→ **WRITTEN TASK 1**
Name every compliance concept that the AI regulation passage below gives as an example of a stable anchor.

→ **TEXT PASSAGE**
# # # #

AI Regulation Reference: A Structured Database of AI Compliance Obligations Across Jurisdictions
If your organization builds or deploys AI systems, you are already subject to overlapping regulations from multiple jurisdictions — and the list is growing. Figuring out which rules apply, what they require, and when enforcement begins means cross-referencing dozens of documents that use different terminology for the same obligations.
AI Regulation Reference is an open-source, structured database that tracks compliance obligations across 12 regulations spanning the EU, US federal agencies, and six US states. Instead of organizing by regulation, it uses an obligation-first ontology: stable compliance concepts like transparency, human oversight, and bias prevention serve as anchors, with specific regulatory provisions mapped to them.

# # # #

(Coordinate annotation entries)
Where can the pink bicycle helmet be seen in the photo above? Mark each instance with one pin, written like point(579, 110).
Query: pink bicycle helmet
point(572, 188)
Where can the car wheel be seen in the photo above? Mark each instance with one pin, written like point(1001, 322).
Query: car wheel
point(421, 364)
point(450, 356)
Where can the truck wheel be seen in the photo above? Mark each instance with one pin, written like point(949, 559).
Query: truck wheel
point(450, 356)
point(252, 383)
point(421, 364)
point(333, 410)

# # # #

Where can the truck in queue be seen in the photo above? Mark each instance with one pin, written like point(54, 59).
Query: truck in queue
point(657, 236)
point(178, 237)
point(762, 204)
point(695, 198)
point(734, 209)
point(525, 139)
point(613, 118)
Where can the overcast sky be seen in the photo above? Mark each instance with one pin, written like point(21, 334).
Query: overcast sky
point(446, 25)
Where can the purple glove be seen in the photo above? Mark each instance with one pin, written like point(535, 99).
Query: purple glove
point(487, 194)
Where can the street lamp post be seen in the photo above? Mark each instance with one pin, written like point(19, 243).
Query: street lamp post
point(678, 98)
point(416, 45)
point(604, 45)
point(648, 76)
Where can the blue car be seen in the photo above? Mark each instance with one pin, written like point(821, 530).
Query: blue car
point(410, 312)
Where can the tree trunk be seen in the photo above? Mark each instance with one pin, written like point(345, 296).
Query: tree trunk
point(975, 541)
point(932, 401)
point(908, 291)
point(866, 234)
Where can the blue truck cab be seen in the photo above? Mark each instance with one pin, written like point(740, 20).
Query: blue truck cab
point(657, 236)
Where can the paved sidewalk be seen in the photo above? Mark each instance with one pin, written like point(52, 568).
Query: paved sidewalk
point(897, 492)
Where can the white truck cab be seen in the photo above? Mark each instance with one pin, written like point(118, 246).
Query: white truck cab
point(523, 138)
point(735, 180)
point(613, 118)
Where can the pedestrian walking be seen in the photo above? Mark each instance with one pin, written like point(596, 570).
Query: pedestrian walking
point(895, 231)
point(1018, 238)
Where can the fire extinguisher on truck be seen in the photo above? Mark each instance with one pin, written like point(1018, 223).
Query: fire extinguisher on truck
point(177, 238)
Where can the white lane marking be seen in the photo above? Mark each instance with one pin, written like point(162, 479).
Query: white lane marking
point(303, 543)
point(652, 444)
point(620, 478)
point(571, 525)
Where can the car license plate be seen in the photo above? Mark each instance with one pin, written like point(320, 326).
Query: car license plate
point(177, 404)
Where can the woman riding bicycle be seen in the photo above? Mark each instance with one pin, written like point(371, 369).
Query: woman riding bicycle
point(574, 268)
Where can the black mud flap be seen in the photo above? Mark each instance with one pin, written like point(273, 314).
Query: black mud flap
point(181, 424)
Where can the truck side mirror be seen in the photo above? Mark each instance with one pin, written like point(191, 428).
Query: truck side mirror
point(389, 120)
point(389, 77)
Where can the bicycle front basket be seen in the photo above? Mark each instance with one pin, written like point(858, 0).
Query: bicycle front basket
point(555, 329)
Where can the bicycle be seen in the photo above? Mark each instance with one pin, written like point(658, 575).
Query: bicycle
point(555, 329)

# # # #

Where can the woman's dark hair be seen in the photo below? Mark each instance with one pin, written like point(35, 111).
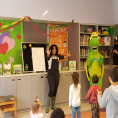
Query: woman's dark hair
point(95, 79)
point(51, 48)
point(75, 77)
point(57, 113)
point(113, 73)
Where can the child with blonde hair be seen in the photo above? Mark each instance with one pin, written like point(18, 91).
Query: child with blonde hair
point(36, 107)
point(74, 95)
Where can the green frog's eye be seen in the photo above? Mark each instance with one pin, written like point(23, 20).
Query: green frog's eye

# # # #

→ **WRITTEN TASK 2**
Extract, word for word, the rows from the one that contains "Where can the overcast" through the one that contains "point(446, 25)", including both of those rows.

→ **SOLUTION 1**
transparency, human oversight, bias prevention

→ **SOLUTION 2**
Where can the overcast sky be seen in the photo above? Mark each instance with one pin, written like point(21, 334).
Query: overcast sky
point(446, 25)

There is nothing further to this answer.